→ Alıntı:
────

3 Haziran 2010 Perşembe

Aydın ve sanatçılar da İsrail'e savaş açtı

Aydın ve sanatçılar da
İsrail'e savaş açtı

 Aydın ve sanatçılar,
Siyonist İsrail'in saldırganlığına karşı, "Sizin tankla, topla,
tüfekle sürdürdüğünüz vahşete karşı;
elimizdeki bütün sanatsal araçlarla mücadele edeceğiz.
Sizi entellektüel, siyasal ve duygusal ablukaya alacağız"
dedi.

 
Muammer Karaca Tiyatrosu'nda basın toplantısı düzenleyen
çok sayıda aydın ve sanatçı, yardım gemisine saldıran
İsrail'e "Gerektiğinde Rachel Corrie gibi, buldozerlerin
önünde dikiliriz" dedi.
 
HANZALA'NIN YANINDAN AYRILMAYACAĞIZ
Gazeteci Yekta Kapan, aydın ve sanatçılar adına yaptığı
açıklamada, siyonist devlete şöyle seslendi: "Bu kavga
artık sizinle bütün gezegenin vicdanı arasındadır. Akdeniz'deki
vahşet, bütün insanlığın ortak meselesidir artık. Bizler
gerektiğinde Rachel Corrie gibi buldozerlerin önünde dikilmekten,
Jean Genet gibi yaptığınız katliamları yüzünüze
vurmaktan, Edward Said gibi namlularını çocuklara yöneltmiş
askerlerinizi taşlamaktan çekinmeyeceğiz. Bu dava için
özel mesai harcayacağız. Kendimizi ve bütün Filistinli
çocukları edebiyatla, sinemayla, müzikle... savunacağız.

────

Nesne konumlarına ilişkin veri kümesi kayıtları
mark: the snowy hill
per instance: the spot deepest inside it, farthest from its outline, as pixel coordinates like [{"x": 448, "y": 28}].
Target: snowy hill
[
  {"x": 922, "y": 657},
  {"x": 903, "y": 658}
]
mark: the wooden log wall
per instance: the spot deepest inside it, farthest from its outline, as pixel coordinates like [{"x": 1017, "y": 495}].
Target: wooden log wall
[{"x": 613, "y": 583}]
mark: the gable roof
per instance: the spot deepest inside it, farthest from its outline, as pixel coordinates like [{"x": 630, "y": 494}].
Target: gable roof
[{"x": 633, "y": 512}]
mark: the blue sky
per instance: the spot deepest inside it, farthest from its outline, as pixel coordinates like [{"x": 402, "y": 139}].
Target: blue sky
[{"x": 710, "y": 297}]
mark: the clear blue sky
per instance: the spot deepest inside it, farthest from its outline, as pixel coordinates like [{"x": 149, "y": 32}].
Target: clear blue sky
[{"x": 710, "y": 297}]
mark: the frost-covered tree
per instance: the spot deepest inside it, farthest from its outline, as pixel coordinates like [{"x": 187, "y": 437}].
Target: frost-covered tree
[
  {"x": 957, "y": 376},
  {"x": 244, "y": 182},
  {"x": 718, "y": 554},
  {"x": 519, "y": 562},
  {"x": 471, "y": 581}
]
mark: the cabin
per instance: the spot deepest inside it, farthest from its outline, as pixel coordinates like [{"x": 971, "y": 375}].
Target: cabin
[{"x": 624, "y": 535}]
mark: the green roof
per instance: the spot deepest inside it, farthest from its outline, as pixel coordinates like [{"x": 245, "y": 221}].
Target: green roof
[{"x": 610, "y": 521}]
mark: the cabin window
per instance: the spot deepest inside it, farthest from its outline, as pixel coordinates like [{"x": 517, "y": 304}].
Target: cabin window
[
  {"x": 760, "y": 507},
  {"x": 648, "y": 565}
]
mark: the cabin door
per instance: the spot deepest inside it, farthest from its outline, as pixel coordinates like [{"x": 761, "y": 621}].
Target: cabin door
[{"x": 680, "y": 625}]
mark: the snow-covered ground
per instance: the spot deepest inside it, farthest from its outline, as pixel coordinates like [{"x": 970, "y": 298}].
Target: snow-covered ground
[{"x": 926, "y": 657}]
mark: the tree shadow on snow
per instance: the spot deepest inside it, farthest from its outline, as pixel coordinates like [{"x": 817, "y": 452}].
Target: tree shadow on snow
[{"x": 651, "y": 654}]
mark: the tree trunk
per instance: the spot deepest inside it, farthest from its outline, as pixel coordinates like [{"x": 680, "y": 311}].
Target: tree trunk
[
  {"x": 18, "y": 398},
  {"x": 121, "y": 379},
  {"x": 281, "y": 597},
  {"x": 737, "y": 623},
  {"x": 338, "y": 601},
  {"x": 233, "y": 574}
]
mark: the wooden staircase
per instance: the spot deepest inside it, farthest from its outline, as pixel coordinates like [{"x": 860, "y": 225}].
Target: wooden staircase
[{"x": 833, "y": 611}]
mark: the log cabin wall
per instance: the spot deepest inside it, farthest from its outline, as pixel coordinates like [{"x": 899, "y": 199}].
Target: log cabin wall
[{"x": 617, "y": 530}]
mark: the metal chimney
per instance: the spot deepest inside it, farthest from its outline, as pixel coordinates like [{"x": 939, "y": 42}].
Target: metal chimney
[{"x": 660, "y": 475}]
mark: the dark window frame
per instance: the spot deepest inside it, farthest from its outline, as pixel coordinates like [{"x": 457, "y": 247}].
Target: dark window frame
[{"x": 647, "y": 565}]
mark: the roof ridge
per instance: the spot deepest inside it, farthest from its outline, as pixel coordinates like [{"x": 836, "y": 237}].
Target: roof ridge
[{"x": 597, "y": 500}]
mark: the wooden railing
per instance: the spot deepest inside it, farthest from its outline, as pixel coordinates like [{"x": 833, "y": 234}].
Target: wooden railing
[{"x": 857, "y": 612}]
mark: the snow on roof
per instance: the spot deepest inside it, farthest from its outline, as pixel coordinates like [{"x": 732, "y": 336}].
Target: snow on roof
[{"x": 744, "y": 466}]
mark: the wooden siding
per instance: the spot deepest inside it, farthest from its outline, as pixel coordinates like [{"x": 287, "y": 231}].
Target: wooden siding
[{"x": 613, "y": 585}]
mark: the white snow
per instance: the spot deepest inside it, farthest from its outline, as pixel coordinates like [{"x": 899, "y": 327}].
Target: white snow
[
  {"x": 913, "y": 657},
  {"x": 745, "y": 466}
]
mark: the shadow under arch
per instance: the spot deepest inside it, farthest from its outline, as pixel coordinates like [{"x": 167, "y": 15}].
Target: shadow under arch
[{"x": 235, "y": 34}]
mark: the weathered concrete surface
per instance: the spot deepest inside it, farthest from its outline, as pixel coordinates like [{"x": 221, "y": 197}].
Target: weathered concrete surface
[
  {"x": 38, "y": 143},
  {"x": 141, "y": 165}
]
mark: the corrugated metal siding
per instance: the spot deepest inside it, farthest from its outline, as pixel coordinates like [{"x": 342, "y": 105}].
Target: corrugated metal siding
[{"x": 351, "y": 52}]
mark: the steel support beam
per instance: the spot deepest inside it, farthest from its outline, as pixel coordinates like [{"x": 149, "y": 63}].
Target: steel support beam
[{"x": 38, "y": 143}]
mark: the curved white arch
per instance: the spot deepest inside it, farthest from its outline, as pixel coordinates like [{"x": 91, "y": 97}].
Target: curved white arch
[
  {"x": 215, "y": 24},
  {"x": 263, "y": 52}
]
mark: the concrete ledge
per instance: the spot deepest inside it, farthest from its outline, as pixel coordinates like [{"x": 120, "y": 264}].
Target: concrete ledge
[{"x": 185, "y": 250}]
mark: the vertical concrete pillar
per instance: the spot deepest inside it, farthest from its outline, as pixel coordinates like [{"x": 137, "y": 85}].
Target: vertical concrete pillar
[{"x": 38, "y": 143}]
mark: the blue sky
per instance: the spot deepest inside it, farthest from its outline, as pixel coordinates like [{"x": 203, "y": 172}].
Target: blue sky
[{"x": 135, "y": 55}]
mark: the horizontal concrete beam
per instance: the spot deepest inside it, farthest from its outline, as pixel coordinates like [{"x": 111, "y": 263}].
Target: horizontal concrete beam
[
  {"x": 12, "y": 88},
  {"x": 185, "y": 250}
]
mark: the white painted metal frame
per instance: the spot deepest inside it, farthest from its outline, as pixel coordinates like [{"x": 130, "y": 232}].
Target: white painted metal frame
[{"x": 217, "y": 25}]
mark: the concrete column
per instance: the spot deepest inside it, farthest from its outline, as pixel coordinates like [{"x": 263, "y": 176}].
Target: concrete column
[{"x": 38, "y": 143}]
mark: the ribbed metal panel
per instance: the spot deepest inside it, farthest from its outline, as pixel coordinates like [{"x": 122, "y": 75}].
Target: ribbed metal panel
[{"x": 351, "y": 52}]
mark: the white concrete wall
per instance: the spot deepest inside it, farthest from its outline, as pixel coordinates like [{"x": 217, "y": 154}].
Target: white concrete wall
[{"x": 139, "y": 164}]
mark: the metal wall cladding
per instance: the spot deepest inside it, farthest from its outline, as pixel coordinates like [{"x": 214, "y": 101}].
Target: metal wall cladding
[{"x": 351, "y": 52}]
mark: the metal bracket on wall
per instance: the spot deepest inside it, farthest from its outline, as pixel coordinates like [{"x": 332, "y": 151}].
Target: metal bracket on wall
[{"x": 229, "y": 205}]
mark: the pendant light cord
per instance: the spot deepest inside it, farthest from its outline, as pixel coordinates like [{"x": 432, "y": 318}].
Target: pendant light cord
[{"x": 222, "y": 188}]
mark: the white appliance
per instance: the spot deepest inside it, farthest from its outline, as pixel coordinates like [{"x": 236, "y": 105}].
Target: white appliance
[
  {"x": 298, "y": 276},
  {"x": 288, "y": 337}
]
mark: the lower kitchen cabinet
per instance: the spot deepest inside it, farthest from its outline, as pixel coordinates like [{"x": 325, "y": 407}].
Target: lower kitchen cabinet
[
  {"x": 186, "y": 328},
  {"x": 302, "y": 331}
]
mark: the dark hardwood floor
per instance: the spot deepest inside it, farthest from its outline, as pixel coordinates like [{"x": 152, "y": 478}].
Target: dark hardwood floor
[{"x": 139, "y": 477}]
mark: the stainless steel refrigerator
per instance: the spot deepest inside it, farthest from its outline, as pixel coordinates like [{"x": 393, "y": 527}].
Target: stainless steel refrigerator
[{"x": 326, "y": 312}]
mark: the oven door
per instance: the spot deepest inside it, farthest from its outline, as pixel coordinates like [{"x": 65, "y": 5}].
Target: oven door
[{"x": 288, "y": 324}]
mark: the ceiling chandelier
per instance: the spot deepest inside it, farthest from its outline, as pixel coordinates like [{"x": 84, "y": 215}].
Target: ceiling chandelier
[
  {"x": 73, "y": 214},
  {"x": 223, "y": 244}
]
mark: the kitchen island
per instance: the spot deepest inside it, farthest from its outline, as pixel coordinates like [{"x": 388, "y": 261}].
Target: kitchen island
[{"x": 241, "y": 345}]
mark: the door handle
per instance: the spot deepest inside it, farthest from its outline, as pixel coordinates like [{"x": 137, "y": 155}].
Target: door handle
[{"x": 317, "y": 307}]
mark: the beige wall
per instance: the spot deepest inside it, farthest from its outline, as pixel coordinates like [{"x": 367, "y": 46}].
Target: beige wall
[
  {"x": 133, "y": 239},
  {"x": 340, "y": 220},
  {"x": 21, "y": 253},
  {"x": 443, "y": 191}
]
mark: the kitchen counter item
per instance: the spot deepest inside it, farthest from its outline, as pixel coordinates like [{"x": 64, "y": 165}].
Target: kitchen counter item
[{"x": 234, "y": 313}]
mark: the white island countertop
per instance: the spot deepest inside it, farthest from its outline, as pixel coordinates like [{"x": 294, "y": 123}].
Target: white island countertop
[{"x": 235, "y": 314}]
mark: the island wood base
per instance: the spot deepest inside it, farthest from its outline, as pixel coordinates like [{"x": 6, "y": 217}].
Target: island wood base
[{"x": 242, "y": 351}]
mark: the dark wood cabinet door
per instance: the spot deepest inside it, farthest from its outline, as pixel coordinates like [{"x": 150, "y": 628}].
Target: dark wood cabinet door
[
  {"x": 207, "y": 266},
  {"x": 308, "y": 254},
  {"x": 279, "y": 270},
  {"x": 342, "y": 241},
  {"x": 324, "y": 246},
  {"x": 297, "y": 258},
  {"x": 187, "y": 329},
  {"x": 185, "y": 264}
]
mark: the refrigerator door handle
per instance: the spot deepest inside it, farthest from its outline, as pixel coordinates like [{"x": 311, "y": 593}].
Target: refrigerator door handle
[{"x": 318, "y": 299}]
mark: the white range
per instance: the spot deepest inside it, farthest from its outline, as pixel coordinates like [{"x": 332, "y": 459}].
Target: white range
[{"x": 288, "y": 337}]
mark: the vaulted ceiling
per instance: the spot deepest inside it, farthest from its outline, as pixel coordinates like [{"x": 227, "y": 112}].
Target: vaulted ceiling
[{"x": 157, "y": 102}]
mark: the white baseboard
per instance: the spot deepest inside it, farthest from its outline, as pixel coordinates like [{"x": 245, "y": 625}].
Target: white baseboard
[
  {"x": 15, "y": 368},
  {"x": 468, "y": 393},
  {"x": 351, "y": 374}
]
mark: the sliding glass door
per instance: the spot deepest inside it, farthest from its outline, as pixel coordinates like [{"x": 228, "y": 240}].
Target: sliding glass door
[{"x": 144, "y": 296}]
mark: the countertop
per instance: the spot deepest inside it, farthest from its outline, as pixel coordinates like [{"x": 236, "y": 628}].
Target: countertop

────

→ Yapılacak iş: Aydın ve sanatçıların İsrail'e tepkisini anlatan metni baştan sona birebir yazıya geçirin. Bu verilere ihtiyaç yoktur.

→ Tamamlanan görev:
3 Haziran 2010 Perşembe

Aydın ve sanatçılar da İsrail'e savaş açtı

Aydın ve sanatçılar da
İsrail'e savaş açtı

 Aydın ve sanatçılar,
Siyonist İsrail'in saldırganlığına karşı, "Sizin tankla, topla,
tüfekle sürdürdüğünüz vahşete karşı;
elimizdeki bütün sanatsal araçlarla mücadele edeceğiz.
Sizi entellektüel, siyasal ve duygusal ablukaya alacağız"
dedi.

 
Muammer Karaca Tiyatrosu'nda basın toplantısı düzenleyen
çok sayıda aydın ve sanatçı, yardım gemisine saldıran
İsrail'e "Gerektiğinde Rachel Corrie gibi, buldozerlerin
önünde dikiliriz" dedi.
 
HANZALA'NIN YANINDAN AYRILMAYACAĞIZ
Gazeteci Yekta Kapan, aydın ve sanatçılar adına yaptığı
açıklamada, siyonist devlete şöyle seslendi: "Bu kavga
artık sizinle bütün gezegenin vicdanı arasındadır. Akdeniz'deki
vahşet, bütün insanlığın ortak meselesidir artık. Bizler
gerektiğinde Rachel Corrie gibi buldozerlerin önünde dikilmekten,
Jean Genet gibi yaptığınız katliamları yüzünüze
vurmaktan, Edward Said gibi namlularını çocuklara yöneltmiş
askerlerinizi taşlamaktan çekinmeyeceğiz. Bu dava için
özel mesai harcayacağız. Kendimizi ve bütün Filistinli
çocukları edebiyatla, sinemayla, müzikle... savunacağız.